• REQUIREMENTS
a) Translate this sentence from the mill conversion write-up into Spanish: "They are almost waterproof too which is a big plus when coolant is used."
b) Extend the mill conversion write-up, starting after its final sentence.

• SOURCE TEXT
::::::::
I have a build thread over at cncfusion.com (they make good quality kits for converting mills). The project was very fun aside from the electrocution and a few cuts, and I have built several projects using the mill already. A milling machine like this is never going to make you money, it is more for prototyping and even at that it takes a lot of work to get it set up and working. It is pretty cool to have the capability to build stuff (limited as it is) though. I have not been using the mill for the past 6 months or more since it is just too damn hot where it is, but hopefully when it cools down I will get back to that hobby.
The pics below are in semi-chronological order, some with captions. I am not going to re-produce my notes on this project, but what is here is from memory. At the bottom of the page are some helpful links for converting a mill.
Mill Specs:
* HF X3 mill
* CNCFusion Deluxe ball screw kit with 5mm pitch screws and helical couplings.
* X and Y axis = 2x KL23H284-35-4B (1/4" Dual shaft with a flat) 387 oz-in
* Z axis = 1x KL34H295-43-8A, 906 oz-in
* Z axis has the stock pullys (not the CR option).
* PSU = 48 48V/7.3A 115V /230V
* Controller = Gecko G540 v4
* CNCFusion gas spring kit.
Teardown and cleanup and getting started with the kit install
These pics document the teardown and cleanup of a sieg x3 mill, along with the first steps to installing the cncfusion deluxe ball screw kit. Hover over the pics below for a description.
Setting up limit switches, building stepper covers, and gas spring
I used some honeywell mechanical limit switches which are great for a simple mechanical switch. They are almost waterproof too which is a big plus when coolant is used. The motor covers were fashioned from project boxes - necessary to keep water and shavings away from the steppers. I couple pics of the gas spring are at the end, it helps the steppers overcome the weight of the mill head, but does limit travel a bit.
::::::::
• RECORDED INFORMATION
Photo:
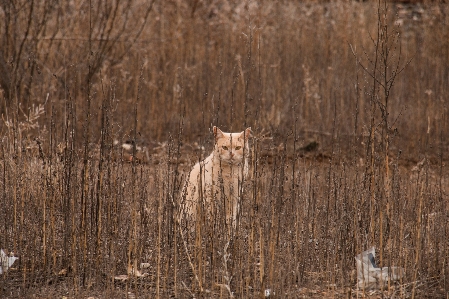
::::::::
• ANSWERS PER TASK
a) Además, son casi impermeables, lo cual es una gran ventaja cuando se usa refrigerante.

b)
Parts:
Limit switches:
Honeywell SZL-VL-A Check Ebay to get these cheaper.
Stepper covers - Cable glands:
www.alliedelec.com
500-5381 2.5 mm to 8 mm
500-7220 3/8 locknut
and
500-5383 5 to 12 mm
500-7221 1/2 locknut
I used these glands with some non-split loom (6mm) which protects the exposed limit and stepper wires on the mill. When tightened down the cable glands hold the wire and the loom really well.
Stepper covers - covers:
Hammond 1411LU - available at mouser, digikey and other places.
Gas Spring kit:
cncfusion.com
Parts:
Limit switches:
Honeywell SZL-VL-A Check Ebay to get these cheaper.
Stepper covers - Cable glands:
www.alliedelec.com
500-5381 2.5 mm to 8 mm
500-7220 3/8 locknut
and
500-5383 5 to 12 mm
500-7221 1/2 locknut
I used these glands with some non-split loom (6mm) which protects the exposed limit and stepper wires on the mill. When tightened down the cable glands hold the wire and the loom really well.
Stepper covers - covers:
Hammond 1411LU - available at mouser, digikey and other places.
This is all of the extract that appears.